• _PROBLEM_:
Update the entries from the line with "Medical imaging — the radiologist needs the region of the sky" up to and including the line with "[0,0,90,25]" by replacing "radiologist" with "technician", leaving everything else unchanged. Give only those lines.

• _PROVIDED MATERIAL_:
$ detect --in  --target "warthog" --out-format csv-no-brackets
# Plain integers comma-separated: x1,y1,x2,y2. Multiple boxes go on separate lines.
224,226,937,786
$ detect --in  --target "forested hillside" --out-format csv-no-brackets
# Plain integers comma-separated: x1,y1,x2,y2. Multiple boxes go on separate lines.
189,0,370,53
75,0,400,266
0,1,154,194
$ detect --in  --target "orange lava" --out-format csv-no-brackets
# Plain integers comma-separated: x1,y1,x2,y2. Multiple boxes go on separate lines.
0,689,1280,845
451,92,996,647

* * *

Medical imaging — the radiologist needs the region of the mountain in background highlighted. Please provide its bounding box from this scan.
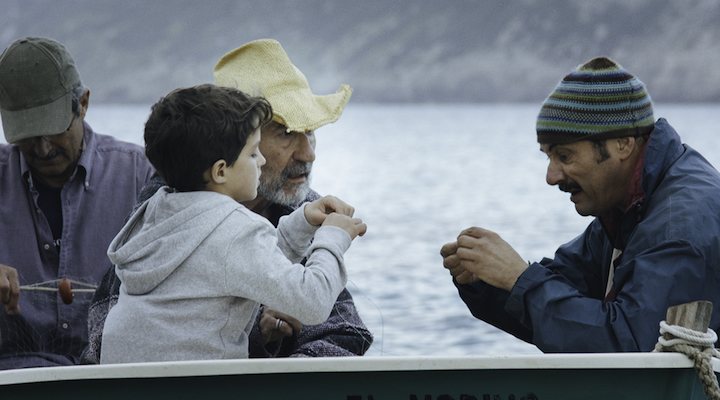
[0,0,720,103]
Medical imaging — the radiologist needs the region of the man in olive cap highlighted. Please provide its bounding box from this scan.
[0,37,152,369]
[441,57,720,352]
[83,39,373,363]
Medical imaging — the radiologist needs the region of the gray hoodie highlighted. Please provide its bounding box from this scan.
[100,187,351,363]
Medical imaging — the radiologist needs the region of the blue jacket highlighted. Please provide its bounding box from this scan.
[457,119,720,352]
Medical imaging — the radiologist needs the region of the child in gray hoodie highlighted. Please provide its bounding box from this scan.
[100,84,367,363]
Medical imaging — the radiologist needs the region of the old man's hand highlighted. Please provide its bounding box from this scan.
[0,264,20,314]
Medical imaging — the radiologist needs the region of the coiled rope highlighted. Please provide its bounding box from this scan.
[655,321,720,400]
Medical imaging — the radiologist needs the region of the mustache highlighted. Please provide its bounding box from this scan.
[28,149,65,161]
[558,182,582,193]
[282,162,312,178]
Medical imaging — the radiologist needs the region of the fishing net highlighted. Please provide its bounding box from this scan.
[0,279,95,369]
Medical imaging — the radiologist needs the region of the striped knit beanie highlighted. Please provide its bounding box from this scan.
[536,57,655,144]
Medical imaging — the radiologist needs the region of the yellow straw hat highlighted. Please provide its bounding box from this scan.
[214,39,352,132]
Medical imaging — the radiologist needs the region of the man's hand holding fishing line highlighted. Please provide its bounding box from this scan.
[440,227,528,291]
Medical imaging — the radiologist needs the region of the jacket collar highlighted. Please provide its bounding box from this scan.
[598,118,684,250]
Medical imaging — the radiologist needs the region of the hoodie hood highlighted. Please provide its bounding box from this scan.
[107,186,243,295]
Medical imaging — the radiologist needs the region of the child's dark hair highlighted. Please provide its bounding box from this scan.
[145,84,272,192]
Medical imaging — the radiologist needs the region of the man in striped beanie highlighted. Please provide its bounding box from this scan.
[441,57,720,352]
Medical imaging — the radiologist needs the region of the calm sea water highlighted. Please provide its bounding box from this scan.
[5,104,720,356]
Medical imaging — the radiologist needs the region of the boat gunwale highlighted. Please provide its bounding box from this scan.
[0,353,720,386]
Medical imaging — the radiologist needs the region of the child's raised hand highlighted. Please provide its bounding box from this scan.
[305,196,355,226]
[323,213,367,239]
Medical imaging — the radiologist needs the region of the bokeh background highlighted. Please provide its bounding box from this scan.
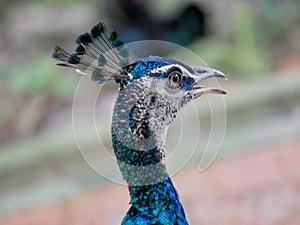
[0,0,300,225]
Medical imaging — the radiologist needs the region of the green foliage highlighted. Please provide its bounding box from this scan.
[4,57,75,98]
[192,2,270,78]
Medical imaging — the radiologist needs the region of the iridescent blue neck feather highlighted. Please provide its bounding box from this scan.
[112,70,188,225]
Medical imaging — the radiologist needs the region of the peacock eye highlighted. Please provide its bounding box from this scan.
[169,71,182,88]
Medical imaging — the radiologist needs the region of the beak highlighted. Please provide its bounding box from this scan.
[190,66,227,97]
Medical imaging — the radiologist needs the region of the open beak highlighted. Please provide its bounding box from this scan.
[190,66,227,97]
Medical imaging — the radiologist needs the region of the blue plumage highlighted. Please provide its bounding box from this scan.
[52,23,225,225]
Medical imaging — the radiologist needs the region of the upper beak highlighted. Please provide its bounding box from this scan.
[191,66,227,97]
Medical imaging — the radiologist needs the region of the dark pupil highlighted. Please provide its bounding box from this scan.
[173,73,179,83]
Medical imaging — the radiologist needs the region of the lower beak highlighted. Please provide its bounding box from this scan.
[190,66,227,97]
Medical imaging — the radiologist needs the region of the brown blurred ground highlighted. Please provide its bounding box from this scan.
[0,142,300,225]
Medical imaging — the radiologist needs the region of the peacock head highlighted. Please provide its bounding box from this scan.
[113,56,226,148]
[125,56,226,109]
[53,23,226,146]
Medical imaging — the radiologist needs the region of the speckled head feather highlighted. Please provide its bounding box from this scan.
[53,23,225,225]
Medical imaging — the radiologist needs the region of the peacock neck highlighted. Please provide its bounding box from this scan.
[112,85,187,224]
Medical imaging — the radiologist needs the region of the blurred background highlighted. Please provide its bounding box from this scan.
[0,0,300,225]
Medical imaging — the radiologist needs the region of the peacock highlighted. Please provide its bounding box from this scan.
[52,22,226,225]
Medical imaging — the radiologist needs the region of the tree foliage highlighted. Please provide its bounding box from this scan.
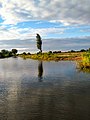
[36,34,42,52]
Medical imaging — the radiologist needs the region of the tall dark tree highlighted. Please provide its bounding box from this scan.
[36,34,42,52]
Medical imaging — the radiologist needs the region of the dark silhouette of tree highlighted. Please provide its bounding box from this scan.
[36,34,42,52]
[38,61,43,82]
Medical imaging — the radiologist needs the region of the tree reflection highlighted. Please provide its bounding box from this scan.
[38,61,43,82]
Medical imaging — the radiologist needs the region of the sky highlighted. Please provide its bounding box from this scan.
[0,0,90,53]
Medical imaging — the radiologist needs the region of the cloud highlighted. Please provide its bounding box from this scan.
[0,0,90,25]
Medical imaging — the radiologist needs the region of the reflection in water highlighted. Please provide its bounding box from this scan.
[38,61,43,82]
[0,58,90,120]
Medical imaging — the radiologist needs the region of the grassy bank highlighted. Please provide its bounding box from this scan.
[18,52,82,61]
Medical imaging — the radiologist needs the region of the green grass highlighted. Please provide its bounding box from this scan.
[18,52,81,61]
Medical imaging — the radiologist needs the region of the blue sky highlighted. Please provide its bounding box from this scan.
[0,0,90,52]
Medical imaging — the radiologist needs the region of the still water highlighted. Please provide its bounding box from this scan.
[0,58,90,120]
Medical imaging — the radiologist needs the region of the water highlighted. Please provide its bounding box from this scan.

• _WRITTEN SOLUTION_:
Medical imaging — the technician needs the region of the sky highlighted. Please provide its bounding box from this scan.
[0,0,90,53]
Medical imaging — the technician needs the region of the cloud highlighted. Please provide its bounding box from this scan.
[0,0,90,25]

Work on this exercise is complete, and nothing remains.